>> START Supplied information

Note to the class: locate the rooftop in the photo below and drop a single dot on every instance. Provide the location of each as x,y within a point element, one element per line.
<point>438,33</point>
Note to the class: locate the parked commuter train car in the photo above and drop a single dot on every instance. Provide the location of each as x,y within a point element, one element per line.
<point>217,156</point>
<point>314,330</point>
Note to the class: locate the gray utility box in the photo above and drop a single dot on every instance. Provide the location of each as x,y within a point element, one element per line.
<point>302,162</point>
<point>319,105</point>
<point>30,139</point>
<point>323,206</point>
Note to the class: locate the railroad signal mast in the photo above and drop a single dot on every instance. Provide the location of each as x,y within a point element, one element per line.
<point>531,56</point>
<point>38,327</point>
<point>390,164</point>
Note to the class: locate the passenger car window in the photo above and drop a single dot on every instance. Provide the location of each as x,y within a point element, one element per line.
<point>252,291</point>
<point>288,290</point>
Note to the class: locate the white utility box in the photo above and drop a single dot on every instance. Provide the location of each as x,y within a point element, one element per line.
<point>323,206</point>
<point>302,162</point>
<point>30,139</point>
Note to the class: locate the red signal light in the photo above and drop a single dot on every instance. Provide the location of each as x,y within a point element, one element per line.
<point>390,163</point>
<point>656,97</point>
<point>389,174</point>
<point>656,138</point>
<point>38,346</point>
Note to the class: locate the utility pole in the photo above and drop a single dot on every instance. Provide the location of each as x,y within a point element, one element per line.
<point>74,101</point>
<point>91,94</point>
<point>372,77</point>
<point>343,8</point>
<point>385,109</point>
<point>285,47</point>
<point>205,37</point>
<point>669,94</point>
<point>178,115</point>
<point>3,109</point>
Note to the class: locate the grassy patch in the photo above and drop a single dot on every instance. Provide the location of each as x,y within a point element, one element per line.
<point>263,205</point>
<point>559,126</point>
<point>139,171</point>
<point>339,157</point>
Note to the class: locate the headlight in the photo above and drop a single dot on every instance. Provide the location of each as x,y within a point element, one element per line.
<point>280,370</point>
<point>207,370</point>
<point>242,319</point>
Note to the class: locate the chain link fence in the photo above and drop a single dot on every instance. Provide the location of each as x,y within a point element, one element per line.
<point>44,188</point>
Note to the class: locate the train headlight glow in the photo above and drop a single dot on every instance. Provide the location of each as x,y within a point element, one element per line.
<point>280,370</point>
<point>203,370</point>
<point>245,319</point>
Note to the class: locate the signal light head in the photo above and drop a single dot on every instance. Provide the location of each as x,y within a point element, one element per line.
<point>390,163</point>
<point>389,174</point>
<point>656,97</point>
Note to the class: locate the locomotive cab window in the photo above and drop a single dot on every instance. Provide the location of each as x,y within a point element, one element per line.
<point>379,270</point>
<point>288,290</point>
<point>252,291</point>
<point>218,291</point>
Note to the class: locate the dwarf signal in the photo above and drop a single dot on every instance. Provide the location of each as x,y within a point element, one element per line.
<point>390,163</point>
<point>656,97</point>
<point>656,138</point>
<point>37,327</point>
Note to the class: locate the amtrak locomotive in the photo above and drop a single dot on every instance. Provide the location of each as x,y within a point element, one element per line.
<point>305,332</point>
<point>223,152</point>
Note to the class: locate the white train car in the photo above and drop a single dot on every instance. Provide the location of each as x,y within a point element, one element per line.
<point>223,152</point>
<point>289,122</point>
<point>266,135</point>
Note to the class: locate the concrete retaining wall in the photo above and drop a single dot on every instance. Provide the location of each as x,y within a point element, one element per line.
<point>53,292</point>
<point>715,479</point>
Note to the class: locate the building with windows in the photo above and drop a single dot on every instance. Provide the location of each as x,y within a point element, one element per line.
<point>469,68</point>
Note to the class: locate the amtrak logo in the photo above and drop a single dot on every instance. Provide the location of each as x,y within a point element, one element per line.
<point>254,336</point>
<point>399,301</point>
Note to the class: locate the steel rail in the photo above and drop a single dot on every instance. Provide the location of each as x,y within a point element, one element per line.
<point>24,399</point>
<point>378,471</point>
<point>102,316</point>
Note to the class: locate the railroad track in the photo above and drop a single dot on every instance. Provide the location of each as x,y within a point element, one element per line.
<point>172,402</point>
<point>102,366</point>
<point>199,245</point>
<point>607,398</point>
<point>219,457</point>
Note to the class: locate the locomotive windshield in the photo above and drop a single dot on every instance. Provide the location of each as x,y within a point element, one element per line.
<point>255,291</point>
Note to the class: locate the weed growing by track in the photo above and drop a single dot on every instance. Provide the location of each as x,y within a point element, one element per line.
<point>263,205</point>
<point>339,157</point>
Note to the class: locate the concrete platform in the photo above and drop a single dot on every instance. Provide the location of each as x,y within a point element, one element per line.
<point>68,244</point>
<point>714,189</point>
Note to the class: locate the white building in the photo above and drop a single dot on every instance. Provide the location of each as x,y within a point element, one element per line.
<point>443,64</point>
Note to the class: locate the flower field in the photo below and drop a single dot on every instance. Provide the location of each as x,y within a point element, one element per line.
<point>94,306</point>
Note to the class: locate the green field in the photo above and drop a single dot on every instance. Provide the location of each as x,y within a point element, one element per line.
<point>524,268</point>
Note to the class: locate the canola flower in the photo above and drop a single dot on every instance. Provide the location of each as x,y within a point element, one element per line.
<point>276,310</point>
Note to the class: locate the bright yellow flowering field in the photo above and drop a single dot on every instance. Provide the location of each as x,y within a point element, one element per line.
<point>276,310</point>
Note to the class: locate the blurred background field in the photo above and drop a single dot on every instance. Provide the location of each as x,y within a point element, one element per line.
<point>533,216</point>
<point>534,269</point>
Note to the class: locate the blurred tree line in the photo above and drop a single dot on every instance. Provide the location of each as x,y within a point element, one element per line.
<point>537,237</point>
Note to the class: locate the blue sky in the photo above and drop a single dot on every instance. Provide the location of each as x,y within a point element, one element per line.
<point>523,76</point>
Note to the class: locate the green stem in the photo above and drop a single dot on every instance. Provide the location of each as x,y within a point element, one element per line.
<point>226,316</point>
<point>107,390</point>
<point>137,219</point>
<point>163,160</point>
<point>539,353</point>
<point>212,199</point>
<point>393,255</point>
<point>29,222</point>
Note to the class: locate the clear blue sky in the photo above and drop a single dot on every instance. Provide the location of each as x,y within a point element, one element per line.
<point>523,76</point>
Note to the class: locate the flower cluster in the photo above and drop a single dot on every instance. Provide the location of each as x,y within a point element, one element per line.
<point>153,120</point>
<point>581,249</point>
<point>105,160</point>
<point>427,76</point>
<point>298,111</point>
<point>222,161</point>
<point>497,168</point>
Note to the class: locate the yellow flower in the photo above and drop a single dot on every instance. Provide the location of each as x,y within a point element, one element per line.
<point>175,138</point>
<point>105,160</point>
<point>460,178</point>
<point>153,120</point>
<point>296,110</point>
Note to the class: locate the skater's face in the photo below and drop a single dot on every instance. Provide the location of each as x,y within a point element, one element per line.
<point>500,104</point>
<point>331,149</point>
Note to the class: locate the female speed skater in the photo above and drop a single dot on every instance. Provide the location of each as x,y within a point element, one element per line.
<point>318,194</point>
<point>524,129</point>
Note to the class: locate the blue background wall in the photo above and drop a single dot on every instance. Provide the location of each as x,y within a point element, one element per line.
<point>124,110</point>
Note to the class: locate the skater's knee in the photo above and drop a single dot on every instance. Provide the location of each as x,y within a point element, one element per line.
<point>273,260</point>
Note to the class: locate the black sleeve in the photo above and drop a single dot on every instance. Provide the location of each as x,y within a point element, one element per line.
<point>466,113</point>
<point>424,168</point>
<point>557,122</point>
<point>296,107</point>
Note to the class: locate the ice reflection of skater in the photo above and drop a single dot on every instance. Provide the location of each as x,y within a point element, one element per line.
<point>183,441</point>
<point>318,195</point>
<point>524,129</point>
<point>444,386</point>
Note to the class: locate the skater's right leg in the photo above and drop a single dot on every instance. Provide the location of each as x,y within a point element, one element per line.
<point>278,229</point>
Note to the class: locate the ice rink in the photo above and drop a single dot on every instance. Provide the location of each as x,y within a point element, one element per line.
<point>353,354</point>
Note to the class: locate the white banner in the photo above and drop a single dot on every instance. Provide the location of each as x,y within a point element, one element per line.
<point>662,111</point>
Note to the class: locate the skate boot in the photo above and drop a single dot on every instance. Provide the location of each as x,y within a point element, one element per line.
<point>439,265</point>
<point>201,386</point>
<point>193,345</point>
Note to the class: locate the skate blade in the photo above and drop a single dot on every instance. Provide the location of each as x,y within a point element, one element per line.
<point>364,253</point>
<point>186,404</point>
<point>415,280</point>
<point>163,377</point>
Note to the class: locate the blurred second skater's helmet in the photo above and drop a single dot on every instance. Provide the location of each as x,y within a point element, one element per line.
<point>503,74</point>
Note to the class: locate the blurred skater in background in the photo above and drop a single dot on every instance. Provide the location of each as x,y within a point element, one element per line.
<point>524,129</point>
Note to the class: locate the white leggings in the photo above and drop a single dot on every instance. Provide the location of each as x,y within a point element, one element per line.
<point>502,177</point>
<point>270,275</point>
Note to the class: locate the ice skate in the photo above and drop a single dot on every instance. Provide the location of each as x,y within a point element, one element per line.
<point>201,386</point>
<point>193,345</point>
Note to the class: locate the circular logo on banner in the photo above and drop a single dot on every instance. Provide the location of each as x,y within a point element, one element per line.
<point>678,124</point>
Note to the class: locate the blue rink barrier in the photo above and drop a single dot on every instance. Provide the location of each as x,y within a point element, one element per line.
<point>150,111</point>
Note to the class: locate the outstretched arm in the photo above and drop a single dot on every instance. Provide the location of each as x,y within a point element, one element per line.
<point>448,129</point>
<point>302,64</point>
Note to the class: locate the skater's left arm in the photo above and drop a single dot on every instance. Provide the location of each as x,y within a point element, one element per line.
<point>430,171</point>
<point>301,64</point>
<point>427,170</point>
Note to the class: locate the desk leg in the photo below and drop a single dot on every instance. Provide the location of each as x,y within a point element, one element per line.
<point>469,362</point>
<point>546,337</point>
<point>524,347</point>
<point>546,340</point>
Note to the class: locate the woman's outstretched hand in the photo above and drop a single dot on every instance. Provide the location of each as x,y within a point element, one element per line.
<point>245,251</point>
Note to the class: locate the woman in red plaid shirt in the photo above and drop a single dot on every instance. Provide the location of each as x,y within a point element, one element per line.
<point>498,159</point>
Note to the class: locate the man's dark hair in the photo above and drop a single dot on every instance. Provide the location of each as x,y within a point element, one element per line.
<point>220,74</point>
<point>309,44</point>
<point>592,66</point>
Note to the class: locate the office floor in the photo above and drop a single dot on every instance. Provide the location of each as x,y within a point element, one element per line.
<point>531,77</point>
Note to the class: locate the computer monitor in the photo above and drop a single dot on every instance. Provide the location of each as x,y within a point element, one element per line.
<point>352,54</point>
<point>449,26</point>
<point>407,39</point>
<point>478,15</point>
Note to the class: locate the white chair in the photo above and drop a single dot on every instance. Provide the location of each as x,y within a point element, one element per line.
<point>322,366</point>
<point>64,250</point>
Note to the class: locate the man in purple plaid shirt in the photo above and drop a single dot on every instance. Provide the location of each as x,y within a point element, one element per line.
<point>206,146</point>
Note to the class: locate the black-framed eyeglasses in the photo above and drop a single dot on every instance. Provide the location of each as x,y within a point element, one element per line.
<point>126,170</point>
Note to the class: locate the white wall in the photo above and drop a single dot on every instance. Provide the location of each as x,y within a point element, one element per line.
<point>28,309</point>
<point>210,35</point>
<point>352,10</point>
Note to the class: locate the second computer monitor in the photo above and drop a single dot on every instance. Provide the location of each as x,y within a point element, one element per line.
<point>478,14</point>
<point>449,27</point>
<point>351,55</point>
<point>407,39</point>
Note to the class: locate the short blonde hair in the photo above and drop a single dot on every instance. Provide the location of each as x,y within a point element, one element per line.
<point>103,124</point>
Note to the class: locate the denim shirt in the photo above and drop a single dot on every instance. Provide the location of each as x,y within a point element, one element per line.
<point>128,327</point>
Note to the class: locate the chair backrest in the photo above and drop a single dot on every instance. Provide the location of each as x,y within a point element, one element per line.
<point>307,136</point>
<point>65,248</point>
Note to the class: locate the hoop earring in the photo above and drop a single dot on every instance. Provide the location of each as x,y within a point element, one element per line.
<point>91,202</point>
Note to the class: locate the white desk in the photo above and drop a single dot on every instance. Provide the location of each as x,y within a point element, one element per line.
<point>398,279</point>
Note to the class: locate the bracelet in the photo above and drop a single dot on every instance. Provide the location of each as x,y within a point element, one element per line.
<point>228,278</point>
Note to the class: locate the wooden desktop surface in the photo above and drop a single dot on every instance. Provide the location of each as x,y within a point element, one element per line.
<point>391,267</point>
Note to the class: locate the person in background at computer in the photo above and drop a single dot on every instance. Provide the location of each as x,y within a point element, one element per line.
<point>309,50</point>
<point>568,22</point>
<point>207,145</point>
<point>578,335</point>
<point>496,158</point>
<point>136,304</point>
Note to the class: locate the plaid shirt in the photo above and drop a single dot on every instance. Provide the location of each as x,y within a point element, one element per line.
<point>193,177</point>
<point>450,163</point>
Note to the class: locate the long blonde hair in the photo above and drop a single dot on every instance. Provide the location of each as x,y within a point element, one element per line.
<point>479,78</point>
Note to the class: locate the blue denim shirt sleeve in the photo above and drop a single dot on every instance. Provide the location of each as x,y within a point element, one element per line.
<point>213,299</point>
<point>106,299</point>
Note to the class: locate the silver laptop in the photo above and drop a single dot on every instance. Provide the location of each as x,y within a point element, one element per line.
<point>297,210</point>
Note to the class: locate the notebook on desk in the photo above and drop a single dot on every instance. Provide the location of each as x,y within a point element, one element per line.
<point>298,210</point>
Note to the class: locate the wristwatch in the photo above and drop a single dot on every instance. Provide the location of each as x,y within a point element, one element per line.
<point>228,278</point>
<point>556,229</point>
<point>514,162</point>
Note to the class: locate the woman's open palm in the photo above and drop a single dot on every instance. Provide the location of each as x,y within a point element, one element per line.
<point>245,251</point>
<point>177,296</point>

>> END Supplied information

_Challenge_:
Return every line of the items above, from the line containing "Note to the class: locate the female" down to the line containing "<point>296,107</point>", both included, with each line copied character for character.

_Full answer_:
Note to the class: locate the female speed skater in the photo above and drop a single dot on every instance. Provide the location of each as x,y within a point element, one element per line.
<point>318,194</point>
<point>524,129</point>
Note to the class: locate the blue background wall in the photo above and drop a single dot on every instance. Provide the location of each as x,y within a point element, one element per line.
<point>124,110</point>
Note to the class: locate the skater's knee in the photo above and drop a single dot on every instance. Provide the location of each as x,y within a point element, one element per line.
<point>273,260</point>
Note to the class: locate the black sleeve in the photo above and drop a single dot on every instance. Provide the location of each as x,y within a point element, one element per line.
<point>466,113</point>
<point>424,168</point>
<point>557,122</point>
<point>296,107</point>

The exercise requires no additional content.